# [What you are asked to do]
Filter the listing and keep only the lines with the word "bench".

----

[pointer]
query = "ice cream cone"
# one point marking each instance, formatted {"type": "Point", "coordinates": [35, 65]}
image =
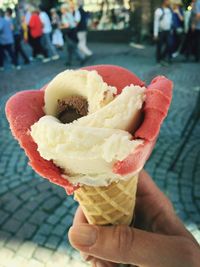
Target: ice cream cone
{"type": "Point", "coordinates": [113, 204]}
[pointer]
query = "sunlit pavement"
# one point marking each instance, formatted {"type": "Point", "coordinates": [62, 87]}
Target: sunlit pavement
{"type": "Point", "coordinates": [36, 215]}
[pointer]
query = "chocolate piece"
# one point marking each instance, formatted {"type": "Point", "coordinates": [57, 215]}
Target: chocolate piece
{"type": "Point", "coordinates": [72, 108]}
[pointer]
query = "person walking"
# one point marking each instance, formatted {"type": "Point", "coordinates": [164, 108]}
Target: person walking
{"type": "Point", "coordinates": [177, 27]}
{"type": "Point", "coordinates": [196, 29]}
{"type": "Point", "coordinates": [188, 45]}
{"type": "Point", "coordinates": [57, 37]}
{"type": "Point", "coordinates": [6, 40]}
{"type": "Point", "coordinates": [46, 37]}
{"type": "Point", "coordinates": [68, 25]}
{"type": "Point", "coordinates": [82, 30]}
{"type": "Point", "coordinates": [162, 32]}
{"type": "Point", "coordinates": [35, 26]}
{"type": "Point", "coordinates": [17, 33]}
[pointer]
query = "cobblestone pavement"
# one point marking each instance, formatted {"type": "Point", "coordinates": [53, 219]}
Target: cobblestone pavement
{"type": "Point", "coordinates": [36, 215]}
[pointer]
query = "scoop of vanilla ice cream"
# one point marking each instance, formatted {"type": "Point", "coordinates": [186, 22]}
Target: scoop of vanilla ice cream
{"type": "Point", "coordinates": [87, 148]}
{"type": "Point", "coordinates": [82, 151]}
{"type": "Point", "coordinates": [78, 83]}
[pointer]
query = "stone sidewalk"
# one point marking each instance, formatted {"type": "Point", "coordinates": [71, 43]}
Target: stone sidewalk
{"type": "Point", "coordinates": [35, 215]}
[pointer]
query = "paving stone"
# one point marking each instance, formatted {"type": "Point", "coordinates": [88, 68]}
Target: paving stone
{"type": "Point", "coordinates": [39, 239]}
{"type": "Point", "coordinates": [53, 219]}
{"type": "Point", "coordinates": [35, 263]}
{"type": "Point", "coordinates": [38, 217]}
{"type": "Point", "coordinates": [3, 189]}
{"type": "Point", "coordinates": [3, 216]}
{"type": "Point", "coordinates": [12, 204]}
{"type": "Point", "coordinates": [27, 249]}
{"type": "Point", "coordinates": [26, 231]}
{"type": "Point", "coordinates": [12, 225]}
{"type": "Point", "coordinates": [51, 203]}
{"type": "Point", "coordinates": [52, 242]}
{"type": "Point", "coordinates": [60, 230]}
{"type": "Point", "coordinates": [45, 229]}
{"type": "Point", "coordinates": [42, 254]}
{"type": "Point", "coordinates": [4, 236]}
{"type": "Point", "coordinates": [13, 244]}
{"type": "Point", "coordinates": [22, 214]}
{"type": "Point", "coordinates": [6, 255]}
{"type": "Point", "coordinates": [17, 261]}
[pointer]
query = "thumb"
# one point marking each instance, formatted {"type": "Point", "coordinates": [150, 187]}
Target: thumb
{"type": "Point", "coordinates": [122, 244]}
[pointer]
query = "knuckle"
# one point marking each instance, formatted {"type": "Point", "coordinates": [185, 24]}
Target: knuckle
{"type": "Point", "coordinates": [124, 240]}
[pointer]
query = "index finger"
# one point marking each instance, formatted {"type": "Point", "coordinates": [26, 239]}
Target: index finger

----

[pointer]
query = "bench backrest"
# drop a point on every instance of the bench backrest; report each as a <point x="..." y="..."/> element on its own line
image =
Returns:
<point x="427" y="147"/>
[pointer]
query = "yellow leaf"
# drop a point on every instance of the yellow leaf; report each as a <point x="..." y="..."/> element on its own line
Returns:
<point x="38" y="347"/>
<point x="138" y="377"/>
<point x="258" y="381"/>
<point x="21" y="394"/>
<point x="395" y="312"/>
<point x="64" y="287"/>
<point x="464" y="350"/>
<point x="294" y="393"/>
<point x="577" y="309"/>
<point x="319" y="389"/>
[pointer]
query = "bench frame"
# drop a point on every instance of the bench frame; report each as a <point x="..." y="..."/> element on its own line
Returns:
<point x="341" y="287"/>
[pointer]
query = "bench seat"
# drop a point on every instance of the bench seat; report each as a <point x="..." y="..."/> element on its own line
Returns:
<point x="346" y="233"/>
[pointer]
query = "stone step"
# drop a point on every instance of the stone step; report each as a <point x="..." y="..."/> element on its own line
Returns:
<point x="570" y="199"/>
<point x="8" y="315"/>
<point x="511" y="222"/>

----

# [Task answer]
query = "bench backrest"
# drop a point on every instance of the bench backrest; report each as a <point x="..." y="..."/> element on its own line
query = "bench frame"
# drop a point on every instance of the bench frame; report each as a <point x="..." y="..."/> element on its own line
query = "bench seat"
# drop a point on every instance of the bench seat; report each as a <point x="..." y="..."/> element on its own line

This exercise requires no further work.